__Task statement__.
Reproduce the records below line for line, leaving out the pictures.

[Data listing]
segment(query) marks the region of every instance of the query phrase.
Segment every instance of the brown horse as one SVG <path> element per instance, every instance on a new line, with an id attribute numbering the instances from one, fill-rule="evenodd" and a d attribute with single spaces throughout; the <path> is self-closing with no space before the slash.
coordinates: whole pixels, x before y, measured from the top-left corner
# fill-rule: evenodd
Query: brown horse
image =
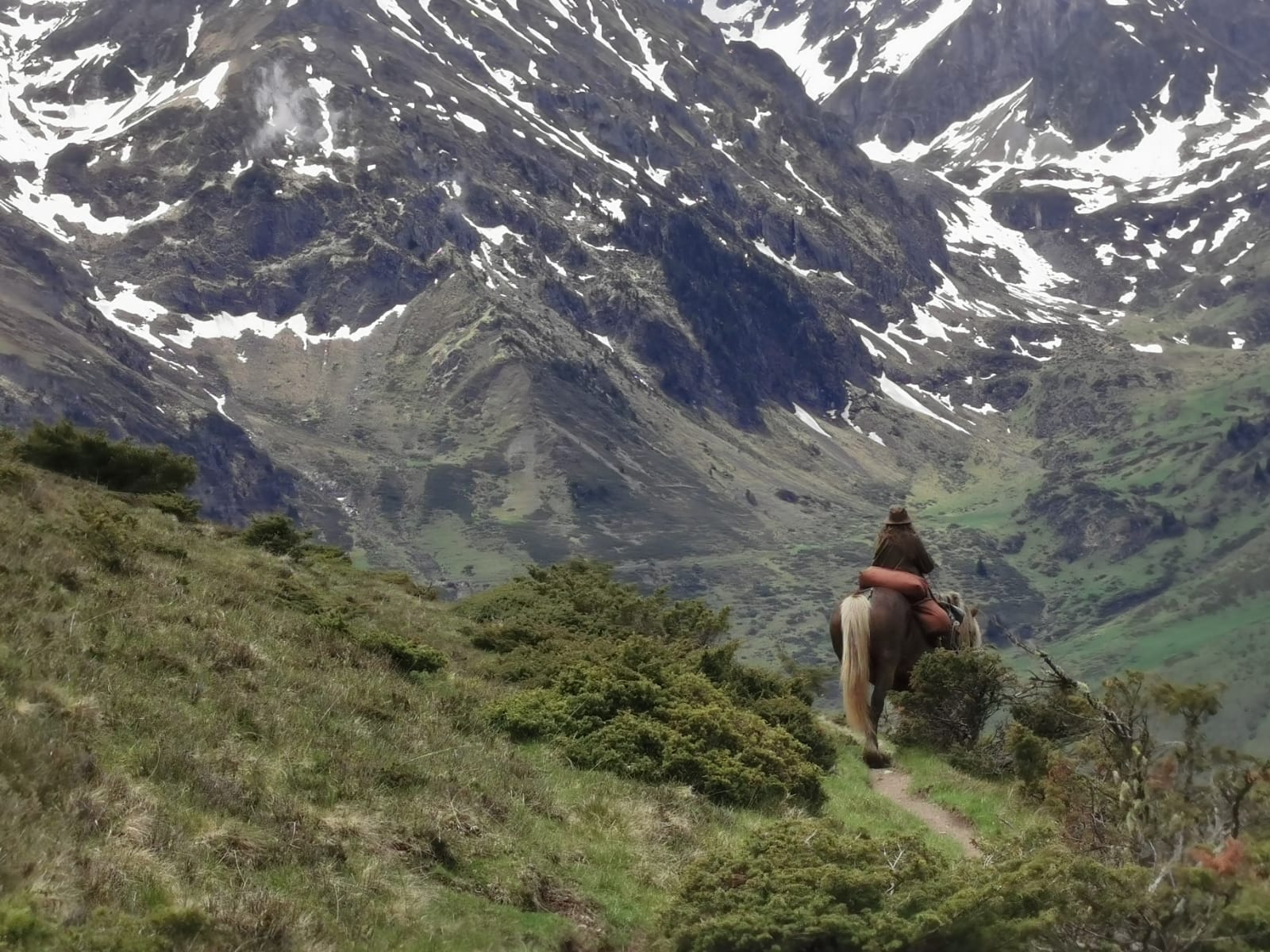
<path id="1" fill-rule="evenodd" d="M 956 593 L 949 594 L 947 600 L 961 607 L 961 597 Z M 951 637 L 939 646 L 954 651 L 983 647 L 978 614 L 978 605 L 965 612 Z M 847 724 L 865 735 L 865 763 L 886 767 L 890 758 L 878 749 L 878 721 L 886 692 L 908 691 L 913 666 L 931 646 L 908 599 L 890 589 L 847 595 L 829 616 L 829 638 L 842 661 L 842 704 Z M 874 685 L 871 704 L 866 698 L 869 684 Z"/>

__Answer to this task__.
segment(query) marks the region of every instance of the query phrase.
Segment every instance of the brown horse as one SVG <path> element per instance, every instance on a new line, with an id attribute numbering the instances from one, fill-rule="evenodd" and a d attribute with single spaces throughout; the <path> is self-closing with no space before the slash.
coordinates: whole pixels, x before y, measured from the top-left corner
# fill-rule: evenodd
Query: brown horse
image =
<path id="1" fill-rule="evenodd" d="M 956 593 L 949 594 L 947 600 L 961 607 L 961 597 Z M 951 637 L 939 646 L 954 651 L 983 647 L 978 614 L 978 605 L 965 612 Z M 847 724 L 865 735 L 865 763 L 886 767 L 890 758 L 878 749 L 878 721 L 886 692 L 908 691 L 913 666 L 931 646 L 908 599 L 890 589 L 847 595 L 829 616 L 829 638 L 842 661 L 842 704 Z M 874 685 L 871 704 L 866 698 L 869 684 Z"/>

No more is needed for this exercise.